But for some reason most people thought tourism was this never ending growing industry and if something was bad the good Germans would come to help, the psychopatic ghouls that didn't help on the last crisis are not going to help on the next but for some reason the germans were going to have a change of heart (haha), we are incredible hosed for the future. But living in the US has told me Portugal could be far worse, so there is some silver lining that the super power has set the bar pretty low.

SixFigureSandwich
Oct 30, 2004
Exciting Lemon

Blut posted:

edit: just for reference, corona has been active in Greece since February. And Greece has only had 130 total corona deaths to date. And an average of only 2 deaths per day for the last week. So compare the impact of that to the impact of closed borders on the 27% of the country (~3million people) directly employed in tourism... Thats going to be a very different equation to countries both much harder hit by the virus, and much less dependent on tourism.

But the equation would include the risk of a new outbreak spreading rapidly from infected tourists, not just that of the current low death rate continuing.

Angry Lobster
May 16, 2011

Served with honor
and some clarified butter.

Dawncloack posted:

Here it is

https://www.expansion.com/opinion/2020/04/25/5ea4043ee5fdeac0588b45d0.html

It seems super mild to me. "It is the moment to show that solidarity is at the core of the European Union" and "European solidarity cannot rely just on higher debt" are the harshest things to me.

Plus it's said in the rag for boardrooms, the equivalent to the wsj or the economist. Soooooooooo I am not holding my breath

The actual article about Sanchez's words that Orange Devil linked is this one:

https://www.europapress.es/economia...0425220830.html

At a first glance it's pretty much the same, except for one bit:

"There's no moral hazard, the only collective goal is to save lives and there's no other conditionality outside this one"

I think it's really unlikely that Sanchez will tell the Dutch government tu gently caress off for the time being, or any other party in Spain for that matter, even though there's many people who would support that.

Angry Lobster fucked around with this message at 11:31 on Apr 26, 2020

Dawncloack
Nov 26, 2007
ECKS DEE!
Nap Ghost
Oh, thanks! My google fu is bad.

Yeah, very unlikely.

Blut
Sep 11, 2009

if someone is in the bottom 10%~ of a guillotine

u brexit ukip it posted:

But the equation would include the risk of a new outbreak spreading rapidly from infected tourists, not just that of the current low death rate continuing.

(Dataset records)

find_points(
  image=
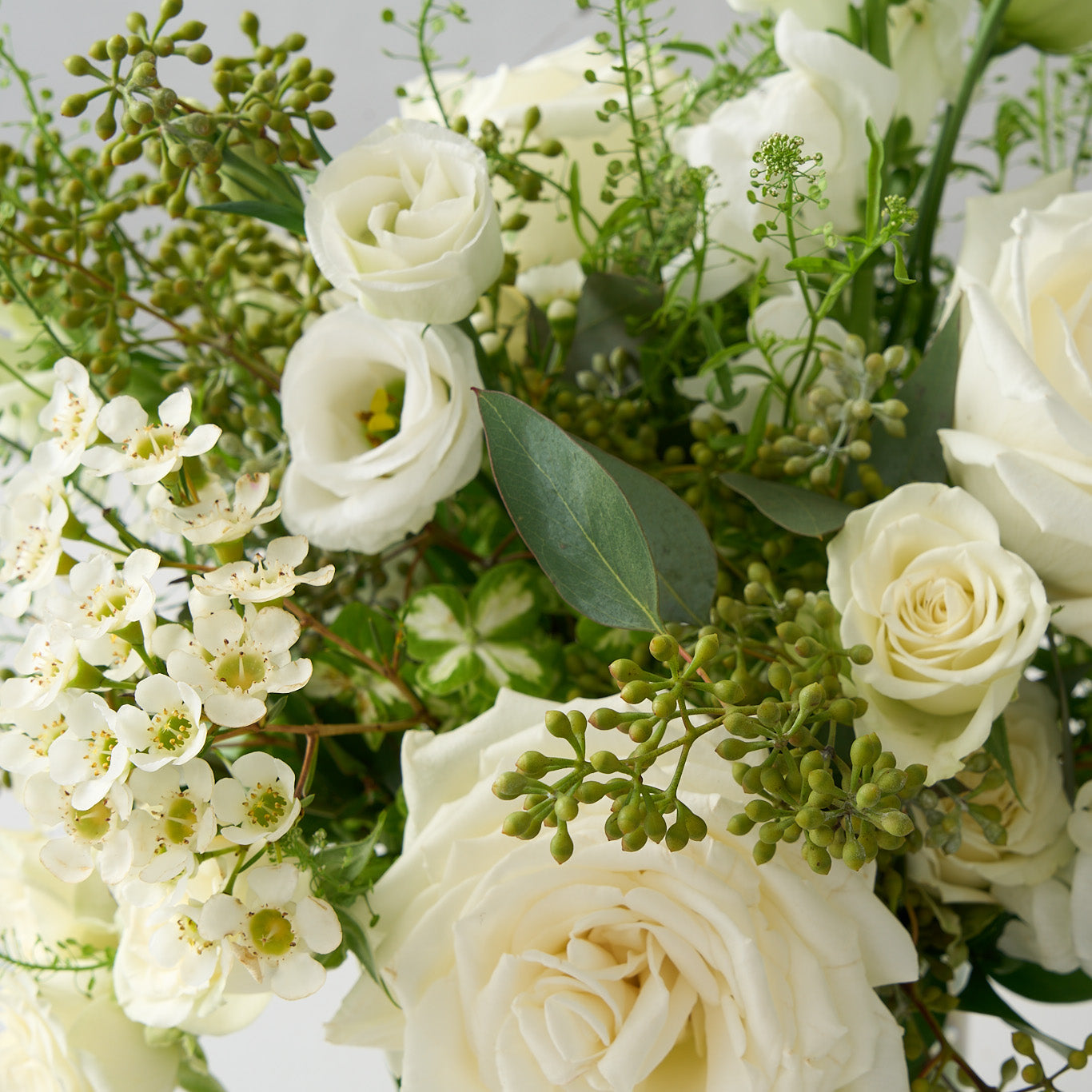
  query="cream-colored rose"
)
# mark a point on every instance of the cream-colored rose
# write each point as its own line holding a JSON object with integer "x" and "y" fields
---
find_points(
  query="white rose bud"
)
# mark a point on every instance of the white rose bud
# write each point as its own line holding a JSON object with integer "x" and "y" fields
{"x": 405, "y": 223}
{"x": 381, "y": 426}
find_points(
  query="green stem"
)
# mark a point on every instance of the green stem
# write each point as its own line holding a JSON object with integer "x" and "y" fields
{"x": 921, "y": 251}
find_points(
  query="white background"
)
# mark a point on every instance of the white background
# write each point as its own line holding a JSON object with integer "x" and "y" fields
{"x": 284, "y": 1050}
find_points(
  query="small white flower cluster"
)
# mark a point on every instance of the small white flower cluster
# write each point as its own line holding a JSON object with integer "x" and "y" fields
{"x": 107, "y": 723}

[DIRECTIONS] Duplicate the passage of the forum thread above that opens with the words containing "SixFigureSandwich" and closes with "dependent on tourism.".

[SOLUTION FOR THIS EXERCISE]
SixFigureSandwich
Oct 30, 2004
Exciting Lemon

Blut posted:

edit: just for reference, corona has been active in Greece since February. And Greece has only had 130 total corona deaths to date. And an average of only 2 deaths per day for the last week. So compare the impact of that to the impact of closed borders on the 27% of the country (~3million people) directly employed in tourism... Thats going to be a very different equation to countries both much harder hit by the virus, and much less dependent on tourism.